→ WHAT YOU ARE ASKED TO DO
Each record needs to be echoed exactly; can you do that?

→ MATERIAL SUPPLIED
________
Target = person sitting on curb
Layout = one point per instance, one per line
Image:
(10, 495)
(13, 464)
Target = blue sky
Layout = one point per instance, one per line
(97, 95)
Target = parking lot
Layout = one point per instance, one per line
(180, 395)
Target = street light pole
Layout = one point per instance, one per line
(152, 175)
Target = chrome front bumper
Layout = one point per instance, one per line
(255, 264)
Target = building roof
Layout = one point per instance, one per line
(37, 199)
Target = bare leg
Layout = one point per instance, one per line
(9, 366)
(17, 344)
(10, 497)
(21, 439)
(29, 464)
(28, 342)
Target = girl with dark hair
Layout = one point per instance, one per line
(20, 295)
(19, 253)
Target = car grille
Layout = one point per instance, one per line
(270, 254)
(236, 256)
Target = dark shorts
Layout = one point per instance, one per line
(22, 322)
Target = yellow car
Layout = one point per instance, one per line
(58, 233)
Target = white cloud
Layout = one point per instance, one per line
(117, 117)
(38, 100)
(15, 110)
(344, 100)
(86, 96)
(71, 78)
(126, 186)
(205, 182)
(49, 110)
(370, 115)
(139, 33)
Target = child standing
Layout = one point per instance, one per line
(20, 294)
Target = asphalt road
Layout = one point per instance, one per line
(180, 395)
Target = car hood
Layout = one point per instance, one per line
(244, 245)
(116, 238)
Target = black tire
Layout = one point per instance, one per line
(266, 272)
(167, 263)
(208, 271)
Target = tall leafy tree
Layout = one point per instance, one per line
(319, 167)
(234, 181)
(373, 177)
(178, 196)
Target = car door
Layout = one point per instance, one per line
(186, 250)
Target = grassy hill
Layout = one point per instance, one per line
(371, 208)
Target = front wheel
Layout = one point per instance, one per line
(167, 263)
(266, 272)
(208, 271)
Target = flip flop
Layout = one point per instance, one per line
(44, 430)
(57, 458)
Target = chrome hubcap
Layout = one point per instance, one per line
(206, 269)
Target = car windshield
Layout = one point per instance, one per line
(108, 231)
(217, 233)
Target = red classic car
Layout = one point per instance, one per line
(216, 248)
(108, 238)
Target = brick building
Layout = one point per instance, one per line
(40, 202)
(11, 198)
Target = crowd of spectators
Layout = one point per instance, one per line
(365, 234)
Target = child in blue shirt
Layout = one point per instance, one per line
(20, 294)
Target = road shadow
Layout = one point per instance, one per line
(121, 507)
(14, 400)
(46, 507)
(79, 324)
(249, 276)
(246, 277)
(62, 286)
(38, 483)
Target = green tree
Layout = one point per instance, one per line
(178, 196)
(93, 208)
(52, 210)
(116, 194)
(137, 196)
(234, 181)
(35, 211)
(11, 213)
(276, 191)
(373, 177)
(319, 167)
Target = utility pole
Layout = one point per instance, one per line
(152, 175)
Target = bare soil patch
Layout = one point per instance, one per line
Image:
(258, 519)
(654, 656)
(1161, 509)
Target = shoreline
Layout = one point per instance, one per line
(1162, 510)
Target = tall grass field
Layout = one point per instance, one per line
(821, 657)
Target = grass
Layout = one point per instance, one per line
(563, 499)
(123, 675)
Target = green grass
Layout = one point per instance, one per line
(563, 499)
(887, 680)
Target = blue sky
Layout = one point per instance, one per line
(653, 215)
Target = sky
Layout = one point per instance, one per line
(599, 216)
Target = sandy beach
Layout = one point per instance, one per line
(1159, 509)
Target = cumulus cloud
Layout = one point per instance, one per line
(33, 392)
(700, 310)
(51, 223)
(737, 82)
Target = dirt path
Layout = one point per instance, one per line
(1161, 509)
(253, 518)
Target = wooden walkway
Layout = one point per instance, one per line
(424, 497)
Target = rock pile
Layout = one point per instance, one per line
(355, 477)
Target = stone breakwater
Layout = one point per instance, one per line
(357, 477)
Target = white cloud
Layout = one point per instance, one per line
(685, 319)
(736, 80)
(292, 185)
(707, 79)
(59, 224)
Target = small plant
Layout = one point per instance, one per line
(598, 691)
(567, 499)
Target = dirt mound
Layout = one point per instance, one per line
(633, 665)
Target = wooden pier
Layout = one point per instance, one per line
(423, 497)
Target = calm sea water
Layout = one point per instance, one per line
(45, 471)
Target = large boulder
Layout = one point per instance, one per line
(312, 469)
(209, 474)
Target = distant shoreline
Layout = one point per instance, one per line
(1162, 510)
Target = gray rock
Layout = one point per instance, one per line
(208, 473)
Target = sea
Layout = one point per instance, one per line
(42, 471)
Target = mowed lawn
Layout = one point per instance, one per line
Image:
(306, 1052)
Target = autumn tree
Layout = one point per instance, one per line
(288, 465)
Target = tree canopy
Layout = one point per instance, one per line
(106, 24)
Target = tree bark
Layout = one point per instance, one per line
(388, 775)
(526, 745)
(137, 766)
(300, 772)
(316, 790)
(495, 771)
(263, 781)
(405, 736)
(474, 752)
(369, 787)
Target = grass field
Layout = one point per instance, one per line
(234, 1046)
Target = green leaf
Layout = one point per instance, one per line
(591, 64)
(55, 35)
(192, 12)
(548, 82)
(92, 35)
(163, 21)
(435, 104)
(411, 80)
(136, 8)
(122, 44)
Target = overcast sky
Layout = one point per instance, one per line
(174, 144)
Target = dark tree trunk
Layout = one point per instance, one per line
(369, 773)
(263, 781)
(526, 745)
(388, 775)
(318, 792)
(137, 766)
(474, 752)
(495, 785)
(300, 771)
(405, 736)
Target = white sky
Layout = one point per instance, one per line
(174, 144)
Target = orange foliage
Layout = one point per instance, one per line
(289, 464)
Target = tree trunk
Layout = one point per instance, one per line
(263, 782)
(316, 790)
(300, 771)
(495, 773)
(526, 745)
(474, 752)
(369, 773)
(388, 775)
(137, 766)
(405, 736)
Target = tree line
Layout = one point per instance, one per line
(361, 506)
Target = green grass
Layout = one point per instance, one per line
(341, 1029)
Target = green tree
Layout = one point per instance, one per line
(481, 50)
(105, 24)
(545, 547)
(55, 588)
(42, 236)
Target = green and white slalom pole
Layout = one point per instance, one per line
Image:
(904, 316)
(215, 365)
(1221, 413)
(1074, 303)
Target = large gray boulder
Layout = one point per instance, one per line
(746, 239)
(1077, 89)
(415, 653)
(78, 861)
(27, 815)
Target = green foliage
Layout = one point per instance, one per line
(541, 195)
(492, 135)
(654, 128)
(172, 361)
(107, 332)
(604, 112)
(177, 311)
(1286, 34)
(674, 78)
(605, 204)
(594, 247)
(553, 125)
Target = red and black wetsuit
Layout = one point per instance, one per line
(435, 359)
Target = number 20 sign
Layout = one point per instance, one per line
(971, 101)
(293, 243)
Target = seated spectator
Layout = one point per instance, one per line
________
→ WORKED SOLUTION
Target = person sitting on curb
Layout = one point per instance, one per line
Image:
(10, 495)
(13, 464)
Target = blue sky
Layout = one point per instance, one per line
(97, 95)
Target = parking lot
Layout = one point per instance, one per line
(180, 395)
Target = street light pole
Layout = one point per instance, one per line
(152, 175)
Target = chrome front bumper
Layout = one point per instance, one per line
(255, 264)
Target = building roof
Layout = one point per instance, one per line
(37, 199)
Target = bare leg
Layout = one point per instance, one per line
(9, 366)
(17, 344)
(10, 497)
(21, 439)
(29, 464)
(28, 342)
Target = girl with dark hair
Layout = one point per instance, one per line
(20, 295)
(19, 253)
Target = car grille
Layout = one point per instance, one per line
(270, 254)
(236, 256)
Target = dark shorts
Layout = one point per instance, one per line
(22, 322)
Target = yellow car
Layout = one point per instance, one per line
(58, 233)
Target = white cloud
Layout = one point per instance, one per line
(117, 117)
(38, 100)
(15, 110)
(344, 100)
(86, 96)
(71, 78)
(126, 186)
(205, 182)
(49, 110)
(370, 115)
(139, 33)
Target = child standing
Layout = one point per instance, one per line
(20, 294)
Target = asphalt road
Layout = one point per instance, one per line
(180, 395)
Target = car hood
Layout = one point per instance, one per line
(244, 245)
(116, 238)
Target = black tire
Layout = one point per instance, one per line
(266, 272)
(167, 263)
(208, 271)
Target = tall leafy tree
Layout = one point per instance, one per line
(319, 167)
(234, 181)
(373, 177)
(178, 196)
Target = car door
Layout = one point per instance, one per line
(186, 250)
Target = grassy hill
Layout = one point per instance, one per line
(371, 208)
Target = front wheel
Layout = one point per instance, one per line
(167, 263)
(266, 272)
(208, 271)
Target = flip flop
Layout = one point per instance, one per line
(44, 430)
(57, 458)
Target = chrome hubcap
Layout = one point per instance, one per line
(206, 269)
Target = car windshield
Layout = one point per instance, one per line
(108, 231)
(217, 233)
Target = red classic car
Layout = one point per instance, one per line
(216, 248)
(108, 238)
Target = brick building
Layout = one point per instance, one per line
(40, 202)
(11, 198)
Target = crowd of spectators
Layout = one point per instance, one per line
(365, 234)
Target = child in blue shirt
Layout = one point per instance, one per line
(20, 294)
Target = road shadow
Layout = one point per instance, one per line
(121, 507)
(14, 400)
(46, 507)
(79, 324)
(249, 276)
(246, 277)
(62, 286)
(38, 483)
Target = green tree
Layout = one point per instance, one per line
(178, 196)
(93, 208)
(52, 210)
(116, 194)
(137, 196)
(234, 181)
(35, 211)
(11, 213)
(276, 191)
(373, 177)
(319, 167)
Target = utility pole
Layout = one point per instance, one per line
(152, 175)
Target = bare soil patch
Layout = one point per instance, one per line
Image:
(258, 519)
(654, 656)
(1161, 509)
Target = shoreline
Layout = one point per instance, one per line
(1162, 510)
Target = tall grass field
Layout = one point per instance, one per line
(821, 657)
Target = grass
Layout = one point per instance, one per line
(563, 499)
(123, 675)
Target = green grass
Layout = one point per instance, one per line
(563, 499)
(887, 680)
Target = blue sky
Layout = one point per instance, one per line
(653, 215)
Target = sky
Layout = one point per instance, one per line
(599, 216)
Target = sandy beach
Layout = one point per instance, one per line
(1159, 509)
Target = cumulus cloud
Layout = one point per instance, one per line
(33, 392)
(700, 310)
(51, 223)
(737, 82)
Target = dirt path
Layout = one point per instance, one per line
(1161, 509)
(253, 518)
Target = wooden walkway
Layout = one point per instance, one per line
(424, 497)
Target = rock pile
Layout = one point per instance, one per line
(355, 477)
Target = stone breakwater
Layout = one point per instance, one per line
(357, 477)
Target = white cloud
Layout = one point per instance, one per line
(685, 319)
(736, 80)
(292, 185)
(707, 79)
(59, 224)
Target = small plant
Layout = one point per instance, one per line
(598, 691)
(567, 499)
Target = dirt mound
Layout = one point per instance, one per line
(633, 665)
Target = wooden pier
Layout = one point per instance, one per line
(423, 497)
Target = calm sea water
Layout = one point per instance, one per line
(45, 471)
Target = large boulder
Layout = one point per instance, one per line
(312, 469)
(209, 474)
Target = distant shoreline
Layout = one point per instance, one per line
(1162, 510)
Target = gray rock
Layout = one point per instance, one per line
(208, 473)
Target = sea
Layout = one point per instance, one per line
(42, 471)
Target = mowed lawn
Layout = one point per instance, one per line
Image:
(306, 1052)
Target = autumn tree
Layout = one point per instance, one per line
(288, 465)
Target = tree canopy
Layout = one point per instance, one per line
(106, 24)
Target = tree bark
Layout = one point per instance, one per line
(388, 775)
(526, 745)
(137, 766)
(300, 772)
(316, 790)
(495, 771)
(263, 781)
(405, 736)
(474, 752)
(369, 787)
Target = grass field
Layout = one point per instance, one per line
(234, 1046)
Target = green leaf
Layout = one point per instance, one per line
(591, 64)
(55, 35)
(192, 12)
(548, 82)
(92, 35)
(163, 21)
(435, 104)
(411, 80)
(136, 8)
(122, 44)
Target = overcast sky
Layout = one point per instance, one per line
(174, 144)
Target = dark tree trunk
Layout = one point per instance, one per line
(369, 773)
(263, 781)
(526, 745)
(388, 775)
(318, 792)
(137, 766)
(474, 752)
(495, 785)
(300, 771)
(405, 736)
Target = white sky
Layout = one point per instance, one per line
(174, 144)
Target = orange foliage
Layout = one point per instance, one per line
(289, 464)
Target = tree trunk
Layout = one point per instance, one per line
(263, 782)
(316, 790)
(300, 771)
(495, 773)
(526, 745)
(474, 752)
(369, 773)
(388, 775)
(137, 766)
(405, 736)
Target = tree line
Layout = one point per instance, one per line
(361, 506)
Target = green grass
Layout = one point per instance, one per line
(341, 1029)
Target = green tree
Layout = one point per instance, one per line
(481, 50)
(105, 24)
(545, 547)
(55, 588)
(42, 236)
Target = green and white slalom pole
Layout = one point per instance, one per line
Image:
(904, 316)
(215, 365)
(1221, 413)
(1074, 303)
Target = large gray boulder
Layout = one point per instance, one per line
(746, 239)
(1077, 89)
(415, 653)
(78, 861)
(27, 815)
Target = green foliage
Layout = one point per instance, one per line
(541, 195)
(492, 135)
(654, 128)
(172, 361)
(107, 332)
(604, 112)
(177, 311)
(1286, 34)
(674, 78)
(605, 204)
(594, 247)
(553, 125)
Target = red and black wetsuit
Layout = one point per instance, one per line
(435, 359)
Target = number 20 sign
Layout = one point per instance, one per line
(971, 101)
(293, 243)
Target = seated spectator
Layout = one point per instance, one per line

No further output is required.